Instruction
Write out every line of the items below word for word, but leave out the pictures.

Records for this exercise

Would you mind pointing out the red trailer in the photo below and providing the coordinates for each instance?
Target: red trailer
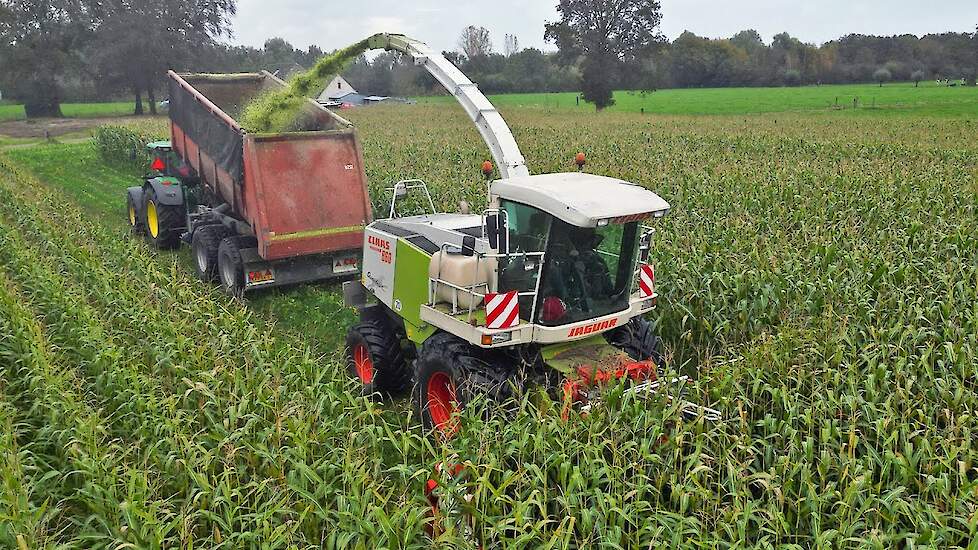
(259, 210)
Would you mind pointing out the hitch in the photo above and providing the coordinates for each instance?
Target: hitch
(690, 410)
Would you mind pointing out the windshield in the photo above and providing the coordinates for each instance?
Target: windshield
(588, 272)
(528, 230)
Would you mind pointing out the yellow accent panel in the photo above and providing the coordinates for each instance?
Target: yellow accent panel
(315, 233)
(152, 220)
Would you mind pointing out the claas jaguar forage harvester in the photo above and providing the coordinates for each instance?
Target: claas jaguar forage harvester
(549, 285)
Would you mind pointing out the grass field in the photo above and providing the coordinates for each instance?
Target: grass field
(895, 99)
(73, 110)
(819, 279)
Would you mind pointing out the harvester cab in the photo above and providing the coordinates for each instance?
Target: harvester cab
(548, 286)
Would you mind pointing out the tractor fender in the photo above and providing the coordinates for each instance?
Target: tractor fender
(136, 194)
(169, 191)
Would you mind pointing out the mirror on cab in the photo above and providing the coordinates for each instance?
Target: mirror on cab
(497, 232)
(645, 244)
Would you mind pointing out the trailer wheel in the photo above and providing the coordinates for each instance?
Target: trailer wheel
(205, 245)
(375, 357)
(163, 222)
(637, 340)
(230, 267)
(451, 374)
(137, 225)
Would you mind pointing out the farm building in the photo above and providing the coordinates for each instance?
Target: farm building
(337, 90)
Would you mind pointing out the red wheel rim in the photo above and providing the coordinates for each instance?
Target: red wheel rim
(363, 363)
(442, 403)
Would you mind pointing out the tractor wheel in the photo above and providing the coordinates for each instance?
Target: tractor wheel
(451, 373)
(374, 356)
(137, 225)
(163, 222)
(637, 340)
(230, 267)
(205, 244)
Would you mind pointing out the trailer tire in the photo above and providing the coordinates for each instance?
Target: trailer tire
(205, 245)
(450, 375)
(231, 267)
(376, 359)
(637, 340)
(163, 222)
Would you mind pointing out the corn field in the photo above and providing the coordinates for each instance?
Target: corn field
(818, 280)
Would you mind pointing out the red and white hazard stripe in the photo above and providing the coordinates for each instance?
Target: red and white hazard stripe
(503, 310)
(646, 281)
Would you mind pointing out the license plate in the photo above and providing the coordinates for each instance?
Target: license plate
(345, 265)
(259, 277)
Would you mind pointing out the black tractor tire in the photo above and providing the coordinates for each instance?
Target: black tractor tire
(637, 340)
(163, 222)
(471, 372)
(137, 223)
(388, 372)
(230, 267)
(205, 245)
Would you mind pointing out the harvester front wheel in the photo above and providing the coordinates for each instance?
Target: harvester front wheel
(163, 222)
(206, 244)
(637, 340)
(230, 266)
(376, 359)
(451, 374)
(136, 222)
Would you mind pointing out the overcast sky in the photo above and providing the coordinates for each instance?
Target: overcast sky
(332, 24)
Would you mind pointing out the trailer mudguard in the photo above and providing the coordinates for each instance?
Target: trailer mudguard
(169, 191)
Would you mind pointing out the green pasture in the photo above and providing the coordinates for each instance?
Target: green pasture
(894, 99)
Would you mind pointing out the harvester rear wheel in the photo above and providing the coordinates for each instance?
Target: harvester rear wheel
(163, 222)
(205, 244)
(451, 374)
(375, 357)
(637, 340)
(230, 266)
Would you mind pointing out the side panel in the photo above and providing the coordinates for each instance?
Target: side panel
(379, 257)
(305, 193)
(410, 282)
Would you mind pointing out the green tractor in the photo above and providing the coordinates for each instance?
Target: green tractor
(548, 286)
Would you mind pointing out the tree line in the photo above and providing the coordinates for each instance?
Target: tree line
(85, 50)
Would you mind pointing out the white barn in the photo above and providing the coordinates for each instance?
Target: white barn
(336, 90)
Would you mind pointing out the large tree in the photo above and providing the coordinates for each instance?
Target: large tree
(39, 44)
(605, 34)
(140, 39)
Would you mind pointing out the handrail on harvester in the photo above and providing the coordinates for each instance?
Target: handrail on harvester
(495, 132)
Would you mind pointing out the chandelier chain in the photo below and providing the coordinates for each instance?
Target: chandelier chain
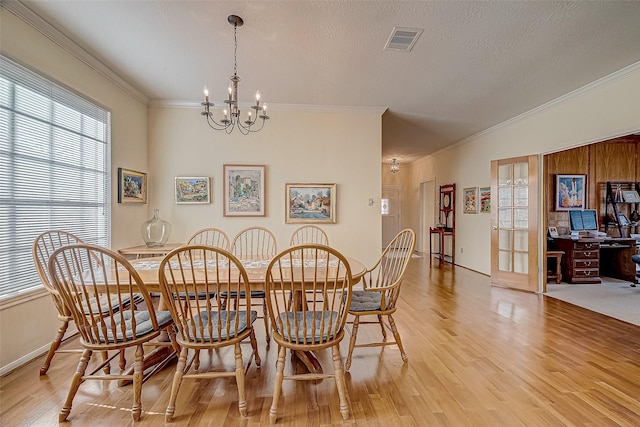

Answer
Would you mind pointing out the red trailer in the photo below and providing the coordinates for each instance?
Target: red trailer
(259, 210)
Would you mind pointing out the hitch in the photo above and providing the coordinates for each instance?
Target: hitch
(690, 410)
Would you mind pointing out the windshield in the photo above and providing the coordinates for each instance?
Target: windshield
(588, 272)
(528, 230)
Would you mind pointing out the yellow accent panel in the photo above and providing the coordinates for each instance?
Target: yellow accent panel
(315, 233)
(152, 220)
Would you mind pointing out the claas jaguar forage harvester in the photo above and providing the coordinates for each instance?
Target: claas jaguar forage harvester
(549, 285)
Would you mind pointing out the grass field in the photo above and providing the coordinates for each instance?
Target: grass field
(895, 99)
(73, 110)
(819, 279)
Would you mind pointing out the harvester cab in the photo above and providing the coordinates for each instance?
Target: harvester cab
(548, 286)
Would you mind pointing out the tractor fender in the photo above and providing the coordinates for each instance?
Target: tractor fender
(136, 194)
(169, 191)
Would you mind pointing out the mirror on cab in the photo above and providing the coordinates for each instance?
Target: mirror on cab
(497, 232)
(645, 244)
Would you mind pointing out the trailer wheel in the photo above and providing the coordinates for each instance?
Target: trailer wheel
(205, 245)
(375, 357)
(163, 222)
(637, 340)
(230, 267)
(451, 374)
(137, 225)
Would you mind pointing out the farm building in the photo above and providing the coordinates for each instance?
Target: farm building
(337, 90)
Would you mind pointing out the red wheel rim in the photo above and providing the coordinates for each instance?
Target: red wheel rim
(363, 363)
(442, 403)
Would you mind pointing out the tractor wheel in the photo above and providing the coordinates for each instance?
Target: tractor wheel
(451, 373)
(374, 356)
(137, 225)
(163, 222)
(637, 340)
(230, 267)
(205, 244)
Would you mind pointing out the trailer tire in the photo above and providing the coordinates for each instance?
Target: trailer tire
(205, 245)
(450, 375)
(231, 267)
(376, 359)
(637, 340)
(163, 222)
Would you mind pointing out the corn field in the photo above and providing the coordinates for each instance?
Target: corn field
(818, 280)
Would you mind pointing out the red and white hazard stripe in the photo above and providing the coordinates for each instance?
Target: red and white hazard stripe
(503, 310)
(646, 281)
Would you mind pointing out the license plate in the photo above and providing the coordinates for each instance?
Target: license plate
(345, 265)
(259, 277)
Would you mind pointing out the black tractor tire in the photo above and providing the coordinates for each instance?
Target: black tractor tire
(637, 340)
(163, 222)
(471, 372)
(137, 223)
(388, 372)
(230, 267)
(205, 245)
Would you mind pointing out the harvester front wheel in the photo above and providing the coordinates for each instance?
Target: harvester front wheel
(163, 222)
(206, 244)
(637, 340)
(230, 266)
(376, 359)
(451, 374)
(136, 222)
Would you mind pointing out the overcast sky in the photo above and providing the coordinates for each instance?
Target: overcast sky
(332, 24)
Would you mind pointing out the trailer mudguard in the photo above and providing the coordinates for each instance?
Target: trailer mudguard
(169, 191)
Would you mind pointing out the green pasture in the photo above and providing the coordinates for each instance?
Target: green pasture
(894, 99)
Would you mind pointing out the harvester rear wheel in the photo above and providing the coordinates for each instance?
Target: harvester rear wheel
(163, 222)
(205, 244)
(451, 374)
(375, 357)
(637, 340)
(230, 266)
Would you mind pointing out the side panel in the photo above and providing the coordinates for each instance?
Target: side panel
(379, 257)
(305, 193)
(410, 282)
Would you mind pointing out the green tractor in the photo above and providing the coordinates for each instance?
Target: green tractor
(548, 286)
Would you mind pointing out the tree line in the photo above and providing the coordinates for each instance?
Target: tree line
(85, 50)
Would you mind pointing out the white barn in the photo above and providing the coordinates for each instance?
Target: white barn
(336, 90)
Would you mind pointing out the large tree in the photo above and providing the coordinates for each instance?
Target: large tree
(39, 44)
(605, 34)
(140, 39)
Would you mind pointing out the handrail on harvester in the photo above and providing the coordinates for each instance?
Target: handrail on harvester
(495, 132)
Would you mind pointing out the chandelier chain in the photo below and providing the coordinates for each instance?
Target: chandelier chain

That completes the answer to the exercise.